### INSTRUCTION 1
According to the sermon excerpt, who was the tetrarch over Galilee?
### INSTRUCTION 2
Please rewrite the stretch of the sermon excerpt from "1 Corinthians 6:19-20" through "our modern culture?", substituting "messenger" for "prophet".
### INSTRUCTION 3
List every deed of Jesus that the sermon excerpt names in describing the power Herod heard of.
** start of TEXT BLOCK **
1 Corinthians 6:19-20 – You are not your own,  for you were bought with a price. So glorify God in your body.
Yesterday, we continued our series through Mark’s gospel. I preached from Mark 6:14-29. In this text we see Herod’s fear of Jesus and the detailed description of Herod’s depraved party where the greatest prophet, John the Baptist, lost his life. What can we learn from the death of John the Baptist that may help us in our modern culture?
Herod’s Fear of Jesus
Jesus’ popularity had multiplied greatly. As He visited each town, people would be healed, demonic spirits would be dominated by His authority, and His preaching would be heard. Jesus was so overwhelmed at one point by the growing crowds that He told the disciples to prepare a boat for Him to stand in so that it would provide distance from the overwhelming crowds as he distanced Himself from the shore and preached on a floating pulpit.
Herod Antipas, one of the sons of Herod the Great, was the tetrarch over Galilee. He was given this position when Herod the Great died and split his kingdom between his sons. Herod heard of Jesus’ power. He had healed sick people, calmed raging storms, cast out demons, and raised the dead. Herod felt threatened by the growing popularity of Jesus. So, he wanted to know who Jesus was.
** end of TEXT BLOCK **
** start of INFORMATION SHOWN **
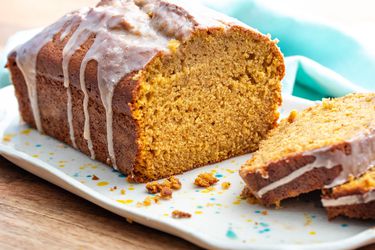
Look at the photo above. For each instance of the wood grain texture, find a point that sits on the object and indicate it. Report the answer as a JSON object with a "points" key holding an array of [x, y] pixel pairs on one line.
{"points": [[35, 214]]}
** end of INFORMATION SHOWN **
### WRITTEN ANSWER 1
Herod Antipas, one of the sons of Herod the Great.

### WRITTEN ANSWER 2
1 Corinthians 6:19-20 – You are not your own,  for you were bought with a price. So glorify God in your body.
Yesterday, we continued our series through Mark’s gospel. I preached from Mark 6:14-29. In this text we see Herod’s fear of Jesus and the detailed description of Herod’s depraved party where the greatest messenger, John the Baptist, lost his life. What can we learn from the death of John the Baptist that may help us in our modern culture?

### WRITTEN ANSWER 3
He healed sick people, calmed raging storms, cast out demons, and raised the dead.